WHAT IS EXPECTED →
In the entries, from the first line through the line containing "[0,31,6,113]", change "background building" to "distant building". Reproduce those lines with everything else unchanged.

RECORDS PROVIDED →
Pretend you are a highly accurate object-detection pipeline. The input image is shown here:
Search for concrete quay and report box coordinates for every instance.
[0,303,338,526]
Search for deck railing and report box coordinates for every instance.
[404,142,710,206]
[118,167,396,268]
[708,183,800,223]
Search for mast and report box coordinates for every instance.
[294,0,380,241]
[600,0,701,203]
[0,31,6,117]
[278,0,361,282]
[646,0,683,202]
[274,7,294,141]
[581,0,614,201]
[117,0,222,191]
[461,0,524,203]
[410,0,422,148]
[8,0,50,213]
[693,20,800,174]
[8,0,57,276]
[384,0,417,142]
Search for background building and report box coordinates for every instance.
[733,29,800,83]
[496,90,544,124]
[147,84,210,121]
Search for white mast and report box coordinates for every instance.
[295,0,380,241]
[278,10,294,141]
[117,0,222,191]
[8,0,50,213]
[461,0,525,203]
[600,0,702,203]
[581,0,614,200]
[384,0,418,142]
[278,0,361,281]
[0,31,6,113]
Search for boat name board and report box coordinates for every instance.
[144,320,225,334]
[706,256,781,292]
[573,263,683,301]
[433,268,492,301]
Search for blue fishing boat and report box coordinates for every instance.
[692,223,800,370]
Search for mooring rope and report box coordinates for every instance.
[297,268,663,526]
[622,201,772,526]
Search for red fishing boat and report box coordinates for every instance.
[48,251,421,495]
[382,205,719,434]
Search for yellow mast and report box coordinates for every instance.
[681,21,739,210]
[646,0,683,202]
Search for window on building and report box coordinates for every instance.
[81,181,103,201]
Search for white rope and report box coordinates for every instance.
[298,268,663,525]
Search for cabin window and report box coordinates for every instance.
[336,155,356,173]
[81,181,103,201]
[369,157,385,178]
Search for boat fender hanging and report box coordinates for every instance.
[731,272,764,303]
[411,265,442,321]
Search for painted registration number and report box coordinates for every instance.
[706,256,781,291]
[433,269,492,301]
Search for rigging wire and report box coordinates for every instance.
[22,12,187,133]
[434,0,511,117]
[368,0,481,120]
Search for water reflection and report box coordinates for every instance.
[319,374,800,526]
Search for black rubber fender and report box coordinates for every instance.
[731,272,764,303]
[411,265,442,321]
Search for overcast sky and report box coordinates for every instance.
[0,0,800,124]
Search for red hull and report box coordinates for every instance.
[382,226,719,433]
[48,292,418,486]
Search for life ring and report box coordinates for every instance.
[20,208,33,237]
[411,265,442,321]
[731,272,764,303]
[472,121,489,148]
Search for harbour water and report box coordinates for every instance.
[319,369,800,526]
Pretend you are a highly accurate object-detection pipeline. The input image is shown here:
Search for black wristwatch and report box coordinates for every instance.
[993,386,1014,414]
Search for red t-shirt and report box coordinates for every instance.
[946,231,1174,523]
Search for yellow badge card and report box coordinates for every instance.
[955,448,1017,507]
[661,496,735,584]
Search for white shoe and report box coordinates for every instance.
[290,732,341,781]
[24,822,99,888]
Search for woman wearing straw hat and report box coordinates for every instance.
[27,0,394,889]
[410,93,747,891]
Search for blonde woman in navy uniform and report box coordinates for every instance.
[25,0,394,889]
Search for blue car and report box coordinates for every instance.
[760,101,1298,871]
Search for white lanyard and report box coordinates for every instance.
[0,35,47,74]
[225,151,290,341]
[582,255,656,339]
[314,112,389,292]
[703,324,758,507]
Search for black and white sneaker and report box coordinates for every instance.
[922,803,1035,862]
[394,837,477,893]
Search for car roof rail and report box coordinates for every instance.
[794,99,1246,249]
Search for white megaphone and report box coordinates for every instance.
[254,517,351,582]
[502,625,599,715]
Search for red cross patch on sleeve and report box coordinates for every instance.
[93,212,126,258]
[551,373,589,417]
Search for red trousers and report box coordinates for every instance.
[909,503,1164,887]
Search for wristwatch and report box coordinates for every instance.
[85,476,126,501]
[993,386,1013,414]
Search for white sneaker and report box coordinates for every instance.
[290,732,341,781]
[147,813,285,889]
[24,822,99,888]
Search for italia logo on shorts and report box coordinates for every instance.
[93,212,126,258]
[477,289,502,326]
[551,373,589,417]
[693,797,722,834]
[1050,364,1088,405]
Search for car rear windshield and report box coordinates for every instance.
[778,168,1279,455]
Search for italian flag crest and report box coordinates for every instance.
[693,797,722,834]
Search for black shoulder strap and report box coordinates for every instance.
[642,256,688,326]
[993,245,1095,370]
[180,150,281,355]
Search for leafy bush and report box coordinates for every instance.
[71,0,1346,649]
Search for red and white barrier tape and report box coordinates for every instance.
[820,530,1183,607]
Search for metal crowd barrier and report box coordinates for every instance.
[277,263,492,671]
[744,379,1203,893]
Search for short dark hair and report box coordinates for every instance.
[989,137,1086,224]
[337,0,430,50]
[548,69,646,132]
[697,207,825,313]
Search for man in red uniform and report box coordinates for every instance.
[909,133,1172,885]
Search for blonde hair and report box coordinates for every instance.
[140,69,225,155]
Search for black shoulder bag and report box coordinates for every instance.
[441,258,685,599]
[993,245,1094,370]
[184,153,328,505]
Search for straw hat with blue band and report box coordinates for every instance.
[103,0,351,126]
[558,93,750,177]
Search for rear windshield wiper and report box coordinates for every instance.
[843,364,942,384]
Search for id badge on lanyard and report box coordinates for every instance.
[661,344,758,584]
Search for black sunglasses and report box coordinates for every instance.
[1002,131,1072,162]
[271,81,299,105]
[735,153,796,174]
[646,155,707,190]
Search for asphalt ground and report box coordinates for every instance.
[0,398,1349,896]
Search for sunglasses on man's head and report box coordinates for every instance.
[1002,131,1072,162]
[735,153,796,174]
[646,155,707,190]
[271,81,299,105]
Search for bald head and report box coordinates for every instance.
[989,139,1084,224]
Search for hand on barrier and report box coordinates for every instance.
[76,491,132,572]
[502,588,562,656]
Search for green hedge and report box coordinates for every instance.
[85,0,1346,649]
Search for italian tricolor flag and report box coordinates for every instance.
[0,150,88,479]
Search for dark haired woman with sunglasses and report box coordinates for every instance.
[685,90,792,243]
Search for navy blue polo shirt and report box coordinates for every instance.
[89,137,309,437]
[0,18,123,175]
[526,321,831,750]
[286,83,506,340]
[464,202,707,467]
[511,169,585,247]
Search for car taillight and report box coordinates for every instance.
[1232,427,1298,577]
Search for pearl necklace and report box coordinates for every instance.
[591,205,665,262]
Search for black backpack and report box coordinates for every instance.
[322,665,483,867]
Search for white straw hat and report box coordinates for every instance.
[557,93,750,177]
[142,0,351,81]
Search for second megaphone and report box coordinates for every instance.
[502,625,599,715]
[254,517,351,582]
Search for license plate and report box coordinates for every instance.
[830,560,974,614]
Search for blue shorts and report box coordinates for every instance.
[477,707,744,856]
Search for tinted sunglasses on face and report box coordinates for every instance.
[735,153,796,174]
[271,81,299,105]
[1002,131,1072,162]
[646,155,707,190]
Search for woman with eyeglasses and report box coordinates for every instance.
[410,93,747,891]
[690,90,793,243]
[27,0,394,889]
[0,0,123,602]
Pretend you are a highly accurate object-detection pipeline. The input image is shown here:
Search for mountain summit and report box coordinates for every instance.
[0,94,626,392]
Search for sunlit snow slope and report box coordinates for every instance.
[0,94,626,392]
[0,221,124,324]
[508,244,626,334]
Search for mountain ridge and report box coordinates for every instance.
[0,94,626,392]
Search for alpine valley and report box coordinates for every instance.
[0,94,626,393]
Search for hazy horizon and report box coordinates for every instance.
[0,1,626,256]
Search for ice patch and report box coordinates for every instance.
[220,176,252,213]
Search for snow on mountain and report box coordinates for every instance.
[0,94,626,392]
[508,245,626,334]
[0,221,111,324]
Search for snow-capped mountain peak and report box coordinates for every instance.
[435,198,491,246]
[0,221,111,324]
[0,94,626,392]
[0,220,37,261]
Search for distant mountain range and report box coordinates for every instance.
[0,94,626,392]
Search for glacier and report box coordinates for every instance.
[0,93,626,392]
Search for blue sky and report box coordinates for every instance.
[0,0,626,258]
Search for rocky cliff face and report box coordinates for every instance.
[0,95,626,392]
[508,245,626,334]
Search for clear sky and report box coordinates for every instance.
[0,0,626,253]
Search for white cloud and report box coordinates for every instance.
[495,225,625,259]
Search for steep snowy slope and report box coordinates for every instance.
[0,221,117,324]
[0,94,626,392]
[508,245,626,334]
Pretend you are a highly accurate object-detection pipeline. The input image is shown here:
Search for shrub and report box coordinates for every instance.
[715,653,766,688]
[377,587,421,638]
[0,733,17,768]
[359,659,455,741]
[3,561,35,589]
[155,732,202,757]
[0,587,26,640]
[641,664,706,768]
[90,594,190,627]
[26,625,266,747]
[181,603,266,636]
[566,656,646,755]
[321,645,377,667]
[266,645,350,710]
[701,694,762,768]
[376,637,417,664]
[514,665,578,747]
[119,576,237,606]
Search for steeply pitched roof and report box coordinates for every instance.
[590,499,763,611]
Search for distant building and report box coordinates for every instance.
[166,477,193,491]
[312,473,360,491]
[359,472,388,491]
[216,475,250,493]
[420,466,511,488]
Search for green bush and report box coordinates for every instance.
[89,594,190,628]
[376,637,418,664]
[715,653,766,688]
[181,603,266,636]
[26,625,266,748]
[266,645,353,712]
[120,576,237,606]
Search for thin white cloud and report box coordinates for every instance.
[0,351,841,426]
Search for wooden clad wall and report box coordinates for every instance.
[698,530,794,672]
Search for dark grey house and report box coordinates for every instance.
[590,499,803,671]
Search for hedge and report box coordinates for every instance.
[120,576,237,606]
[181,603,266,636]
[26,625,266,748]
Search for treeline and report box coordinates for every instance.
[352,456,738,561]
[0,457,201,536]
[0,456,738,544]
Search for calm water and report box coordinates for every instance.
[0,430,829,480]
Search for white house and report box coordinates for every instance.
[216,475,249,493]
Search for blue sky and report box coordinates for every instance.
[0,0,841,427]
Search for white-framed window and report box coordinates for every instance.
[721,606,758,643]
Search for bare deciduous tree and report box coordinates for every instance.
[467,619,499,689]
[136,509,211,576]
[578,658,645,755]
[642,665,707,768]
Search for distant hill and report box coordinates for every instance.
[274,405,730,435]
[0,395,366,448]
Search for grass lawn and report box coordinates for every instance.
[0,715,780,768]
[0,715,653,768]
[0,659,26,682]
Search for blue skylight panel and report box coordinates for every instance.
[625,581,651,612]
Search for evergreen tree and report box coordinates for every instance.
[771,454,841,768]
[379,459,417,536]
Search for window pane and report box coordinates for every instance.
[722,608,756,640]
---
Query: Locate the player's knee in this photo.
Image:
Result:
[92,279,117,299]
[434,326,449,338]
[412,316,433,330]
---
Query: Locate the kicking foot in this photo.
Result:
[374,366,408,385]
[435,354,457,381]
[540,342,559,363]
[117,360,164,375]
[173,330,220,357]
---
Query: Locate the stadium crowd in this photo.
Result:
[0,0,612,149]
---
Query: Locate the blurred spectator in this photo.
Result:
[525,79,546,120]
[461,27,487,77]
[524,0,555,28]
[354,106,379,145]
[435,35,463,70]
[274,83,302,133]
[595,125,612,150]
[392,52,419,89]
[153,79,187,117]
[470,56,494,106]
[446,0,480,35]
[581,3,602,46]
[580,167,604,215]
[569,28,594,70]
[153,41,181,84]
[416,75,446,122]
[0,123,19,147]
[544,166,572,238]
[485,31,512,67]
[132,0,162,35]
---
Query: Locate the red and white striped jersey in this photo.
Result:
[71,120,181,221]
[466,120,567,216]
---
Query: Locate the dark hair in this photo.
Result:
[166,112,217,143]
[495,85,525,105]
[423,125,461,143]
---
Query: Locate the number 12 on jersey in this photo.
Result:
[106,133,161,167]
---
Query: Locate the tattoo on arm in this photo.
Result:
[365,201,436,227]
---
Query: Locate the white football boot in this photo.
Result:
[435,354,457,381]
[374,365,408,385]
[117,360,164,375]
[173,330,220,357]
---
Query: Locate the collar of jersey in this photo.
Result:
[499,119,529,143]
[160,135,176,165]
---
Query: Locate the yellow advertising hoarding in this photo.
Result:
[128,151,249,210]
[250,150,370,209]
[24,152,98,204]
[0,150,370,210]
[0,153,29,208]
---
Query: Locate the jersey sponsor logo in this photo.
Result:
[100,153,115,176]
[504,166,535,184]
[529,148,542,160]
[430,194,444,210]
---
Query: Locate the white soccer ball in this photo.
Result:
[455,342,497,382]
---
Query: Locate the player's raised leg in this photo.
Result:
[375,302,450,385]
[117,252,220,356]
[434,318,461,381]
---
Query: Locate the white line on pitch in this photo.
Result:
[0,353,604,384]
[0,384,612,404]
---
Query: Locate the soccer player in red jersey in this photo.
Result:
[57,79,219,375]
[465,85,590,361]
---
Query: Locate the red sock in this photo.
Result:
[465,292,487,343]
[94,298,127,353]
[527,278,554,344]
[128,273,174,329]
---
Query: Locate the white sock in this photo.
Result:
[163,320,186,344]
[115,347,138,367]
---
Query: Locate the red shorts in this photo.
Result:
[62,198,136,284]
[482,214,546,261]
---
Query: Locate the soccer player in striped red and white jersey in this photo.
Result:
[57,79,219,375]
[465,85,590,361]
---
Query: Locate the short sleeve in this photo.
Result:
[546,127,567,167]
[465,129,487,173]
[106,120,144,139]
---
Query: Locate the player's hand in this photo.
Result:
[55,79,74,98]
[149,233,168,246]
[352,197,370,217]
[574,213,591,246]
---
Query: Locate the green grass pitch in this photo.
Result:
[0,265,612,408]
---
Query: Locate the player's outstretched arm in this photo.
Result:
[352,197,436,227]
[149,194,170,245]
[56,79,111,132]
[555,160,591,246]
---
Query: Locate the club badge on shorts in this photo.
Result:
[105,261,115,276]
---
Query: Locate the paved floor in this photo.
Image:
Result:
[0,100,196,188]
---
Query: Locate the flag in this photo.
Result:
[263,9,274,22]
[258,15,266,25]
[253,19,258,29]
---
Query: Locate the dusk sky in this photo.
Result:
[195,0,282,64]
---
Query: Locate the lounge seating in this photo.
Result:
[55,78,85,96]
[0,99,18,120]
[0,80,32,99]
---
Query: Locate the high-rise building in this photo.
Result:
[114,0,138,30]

TASK ANSWER →
Pretend you are a highly accurate object-detection pipeline. The input image is shown here:
Search for concrete quay and report box coordinates for every instance.
[0,303,338,526]
Search for deck railing and report box coordinates for every instance.
[404,142,710,206]
[118,167,396,268]
[708,183,800,223]
Search for mast and report box coordinates for every instance.
[294,0,380,241]
[600,0,701,203]
[0,31,6,117]
[278,0,361,282]
[646,0,683,202]
[274,7,294,141]
[581,0,614,201]
[117,0,222,191]
[461,0,524,203]
[410,0,422,148]
[8,0,50,213]
[693,20,800,174]
[8,0,57,276]
[384,0,417,142]
Search for distant building and report box coordinates for every instance.
[733,29,800,83]
[496,90,544,124]
[147,84,210,121]
Search for white mast and report box coordinates for every instance.
[295,0,380,241]
[278,10,294,141]
[117,0,222,191]
[8,0,50,213]
[461,0,525,203]
[600,0,702,203]
[581,0,614,200]
[384,0,418,142]
[278,0,361,281]
[0,31,6,113]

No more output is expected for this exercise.